→ Directive A
Reproduce the passage of the forum thread starting at "Then my intent" and ending at "2014-12-12T18:32:44.263Z · LW(p) · GW(p)".
→ Directive B
For each statement below, say yes or no according to the forum thread and quote the words that decide it. (i) The writer plans a video course that combines topics in scientific intellectual history with current and new ideas. (ii) The writer is sure the theory will not reach a dead end. (iii) The writer considers the interview project and the plan for a personal YT channel to be compatible.

** Start Page extract **

Neuroscience, as I wrote in the Bostrom forum a couple weeks ago (perhaps a bit too stridently in tone, and not to my best credit, in that case) is no longer held in the spell of the dogma that being “rational” and “scientific” means banishing consciousness from our investigation.
Neither should we be. Further, I am convinced that if we dig a little deeper, we CAN come up with a replacement for the Turing test (but first we have to be willing to look!) … some difference that makes a difference, and actually develop some (at least probabilistic) test(s) for whether a system that behaves intelligently, has, in addition, consciousness.
So, this video course will be a combination of selected topics in scientific intellectual history that are essential to understand, in order to see where we have come from, and then will develop current and new ideas, so see where we might go.
I have a developing theory with elements that seem very promising. It is more than elements, it is becoming, by degrees, a system of related ideas that fit together perfectly, are partly based on accepted scientific results, and are partly extensions that a strong, rational case can be made for.
What is becoming interesting and exciting to me about the extensions, is that sometime during the last year (and I work on this every day, unless I am exhausted from a previous day and need to rest), the individual insights, which were exciting enough individually, and independently arguable, are starting to reveal a systematic cluster of concepts that all fit together.
This is extremely exciting, even a little scary at times. But suddenly, it is as if a lifetime of work and piecemeal study, with a new insight here, another insight there, a possible route of investigation elsewhere... all are fitting into a mosaic.
So, to begin with the point I began with, my time is pulling me in various directions. I am in the Bostrom forum, but on days that I am hot on the scent of another layer of this theory that is being born, I have to follow that. I do a lot of dictation when the ideas are coming quickly.
It is, of course, very complicated. But it will also be quite explainable, with systematic, orderly presentation.
So, that was the original plan for my own YT channel. It was to begin with essential intellectual history in physics, philosophy of mind, early AI, language comprehension, knowledge representation, formal semantics.... and that ball of interrelated concepts that set, to an extent, either correct or incorrect boundary conditions on what a theory has to look like.
Then my intent was to carefully present and argue for (and take devils advocate for) my new insights, one by one, then as a system.
I don't know how it will turn out, or whether I will suddenly discover a dead end. But assuming no dead end, I want it out there where interested theorists can see it and judge it on its merits, up or down, or modify it.
I am going to tun out of word allowance any moment. But it was after planning this, that I thought of the opportunity to do interviews of other thinkers for possibly someone else's YT channel. Both projects are obviously compatible. More later as interest dictates, I have to make dinner. Best, Tom NxGenSentience
↑ comment by ChristianKl · 2014-12-12T18:32:44.263Z · LW(p) · GW(p)
I have also closely followed Stuart Hameroff and Roger Penrose's "Orch OR" theory -- which has just been vindicated by major experiments refuting the long-running, standard objection to the possibility of quantum intra-neuronal processes
Just to be certain I understand you correctly, you say that it's likely that the brain uses quantum effects for decision making?
Replies from: NxGenSentience↑ comment by NxGenSentience · 2014-12-13T01:16:39.947Z · LW(p) · GW(p)
I didn't exactly say that, or at least, didn't intend to exactly say that. It's correct of you to ask for that clarification.
When I say "vindicated the theory", that was, admittedly, pretty vague.

** End Page extract **
** Start Data excerpts **

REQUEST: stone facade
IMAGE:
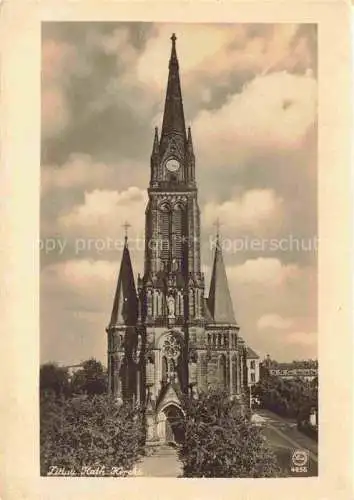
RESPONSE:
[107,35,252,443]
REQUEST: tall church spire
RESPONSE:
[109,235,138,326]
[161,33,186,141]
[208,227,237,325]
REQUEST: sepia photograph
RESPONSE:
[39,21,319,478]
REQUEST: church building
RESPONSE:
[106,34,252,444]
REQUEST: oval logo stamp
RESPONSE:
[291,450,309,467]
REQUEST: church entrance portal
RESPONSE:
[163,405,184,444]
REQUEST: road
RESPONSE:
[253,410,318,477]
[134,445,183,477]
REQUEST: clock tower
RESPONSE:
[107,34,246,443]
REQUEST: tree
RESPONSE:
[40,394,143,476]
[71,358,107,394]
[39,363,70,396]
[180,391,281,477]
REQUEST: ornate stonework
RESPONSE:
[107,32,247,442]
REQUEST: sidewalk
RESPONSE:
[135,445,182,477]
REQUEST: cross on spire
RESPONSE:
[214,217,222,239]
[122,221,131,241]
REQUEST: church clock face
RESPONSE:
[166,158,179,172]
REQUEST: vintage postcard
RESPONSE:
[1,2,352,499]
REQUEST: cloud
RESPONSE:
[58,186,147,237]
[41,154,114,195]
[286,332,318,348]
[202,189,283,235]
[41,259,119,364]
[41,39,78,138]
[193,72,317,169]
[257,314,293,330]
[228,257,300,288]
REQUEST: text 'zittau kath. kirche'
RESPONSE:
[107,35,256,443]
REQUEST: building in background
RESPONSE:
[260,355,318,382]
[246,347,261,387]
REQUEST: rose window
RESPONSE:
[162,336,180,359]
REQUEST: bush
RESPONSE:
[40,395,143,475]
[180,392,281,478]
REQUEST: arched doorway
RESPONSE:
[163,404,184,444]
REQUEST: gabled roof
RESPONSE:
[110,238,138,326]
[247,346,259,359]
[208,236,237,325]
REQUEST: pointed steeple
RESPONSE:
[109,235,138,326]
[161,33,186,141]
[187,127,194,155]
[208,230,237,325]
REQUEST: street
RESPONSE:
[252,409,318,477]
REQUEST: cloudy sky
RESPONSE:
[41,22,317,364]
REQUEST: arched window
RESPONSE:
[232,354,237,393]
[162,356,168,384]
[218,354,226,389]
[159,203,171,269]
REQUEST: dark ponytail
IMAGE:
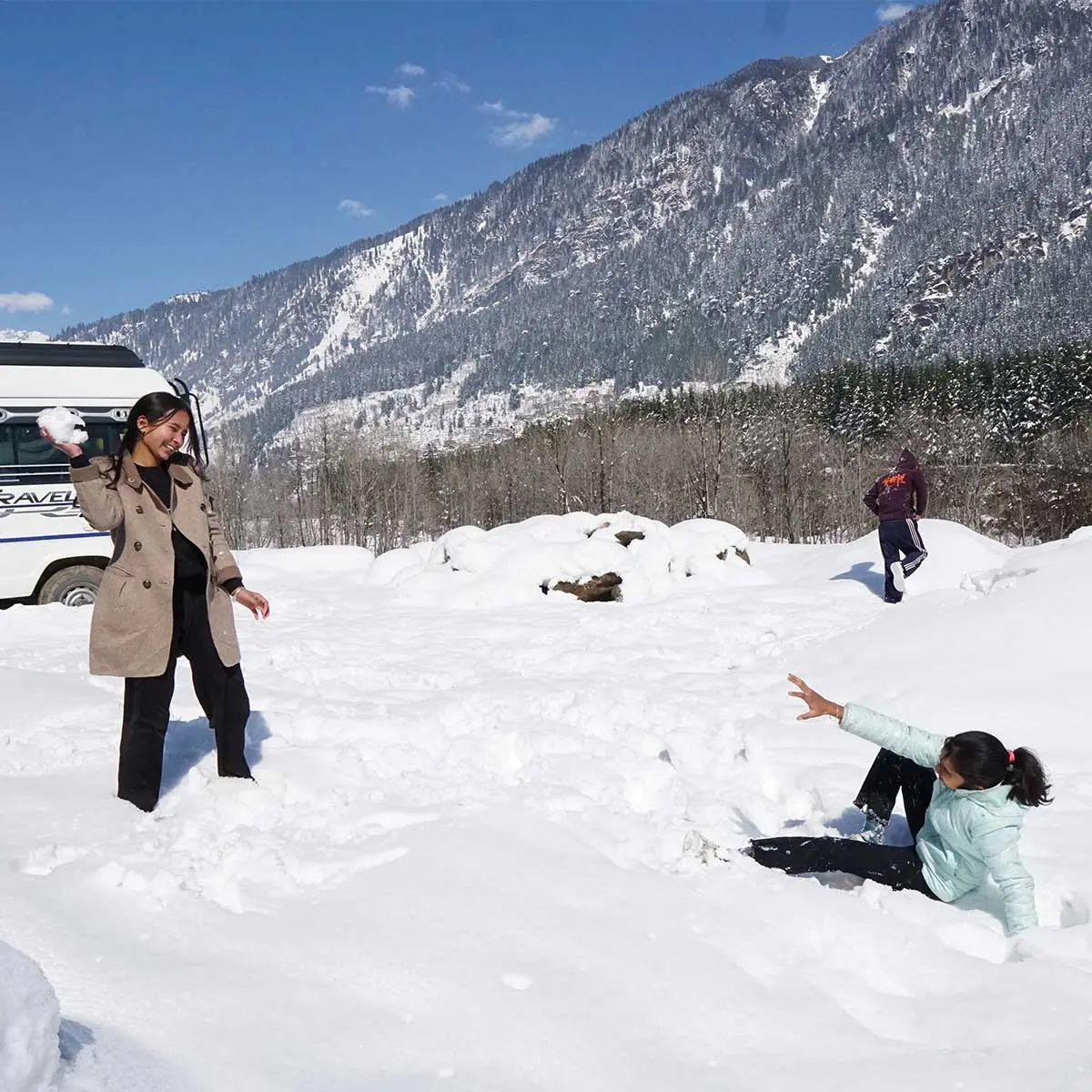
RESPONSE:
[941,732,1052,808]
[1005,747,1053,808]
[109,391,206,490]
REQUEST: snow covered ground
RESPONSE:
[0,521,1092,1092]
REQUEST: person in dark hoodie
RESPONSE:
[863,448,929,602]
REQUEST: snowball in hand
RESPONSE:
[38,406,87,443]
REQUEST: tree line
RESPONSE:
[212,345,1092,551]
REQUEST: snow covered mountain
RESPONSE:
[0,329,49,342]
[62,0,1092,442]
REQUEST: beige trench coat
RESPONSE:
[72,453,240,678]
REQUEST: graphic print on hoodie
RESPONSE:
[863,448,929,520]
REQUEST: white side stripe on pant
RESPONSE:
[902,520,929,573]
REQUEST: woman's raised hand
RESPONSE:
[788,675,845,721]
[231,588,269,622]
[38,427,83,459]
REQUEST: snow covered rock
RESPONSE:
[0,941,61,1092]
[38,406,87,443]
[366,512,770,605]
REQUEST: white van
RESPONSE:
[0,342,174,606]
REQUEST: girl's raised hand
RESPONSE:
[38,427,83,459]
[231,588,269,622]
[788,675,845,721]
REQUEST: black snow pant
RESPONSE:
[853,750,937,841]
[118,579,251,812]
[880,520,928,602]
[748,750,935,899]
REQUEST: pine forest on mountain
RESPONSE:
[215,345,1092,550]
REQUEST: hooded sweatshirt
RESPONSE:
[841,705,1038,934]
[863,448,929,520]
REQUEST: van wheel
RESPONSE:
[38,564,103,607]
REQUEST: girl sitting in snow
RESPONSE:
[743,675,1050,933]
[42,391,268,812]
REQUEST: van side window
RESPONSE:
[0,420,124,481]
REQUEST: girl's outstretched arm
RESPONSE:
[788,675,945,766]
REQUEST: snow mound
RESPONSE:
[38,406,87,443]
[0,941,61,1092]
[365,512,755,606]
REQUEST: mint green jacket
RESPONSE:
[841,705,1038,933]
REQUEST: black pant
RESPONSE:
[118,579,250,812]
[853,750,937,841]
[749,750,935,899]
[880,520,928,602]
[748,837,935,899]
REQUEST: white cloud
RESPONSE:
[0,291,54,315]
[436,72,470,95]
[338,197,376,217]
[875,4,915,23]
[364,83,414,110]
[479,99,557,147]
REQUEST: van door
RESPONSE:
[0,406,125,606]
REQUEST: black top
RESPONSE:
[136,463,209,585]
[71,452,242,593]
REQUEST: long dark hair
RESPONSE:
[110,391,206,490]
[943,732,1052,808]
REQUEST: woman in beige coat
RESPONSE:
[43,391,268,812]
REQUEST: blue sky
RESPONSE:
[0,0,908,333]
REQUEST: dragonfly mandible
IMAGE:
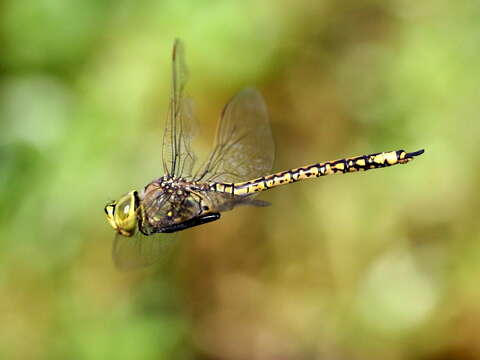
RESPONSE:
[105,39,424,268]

** End Data excerpts **

→ Result A
Then my intent was to carefully present and argue for (and take devils advocate for) my new insights, one by one, then as a system.
I don't know how it will turn out, or whether I will suddenly discover a dead end. But assuming no dead end, I want it out there where interested theorists can see it and judge it on its merits, up or down, or modify it.
I am going to tun out of word allowance any moment. But it was after planning this, that I thought of the opportunity to do interviews of other thinkers for possibly someone else's YT channel. Both projects are obviously compatible. More later as interest dictates, I have to make dinner. Best, Tom NxGenSentience
↑ comment by ChristianKl · 2014-12-12T18:32:44.263Z · LW(p) · GW(p)

→ Result B
(i) Yes: "this video course will be a combination of selected topics in scientific intellectual history that are essential to understand, in order to see where we have come from, and then will develop current and new ideas"
(ii) No: "I don't know how it will turn out, or whether I will suddenly discover a dead end."
(iii) Yes: "Both projects are obviously compatible."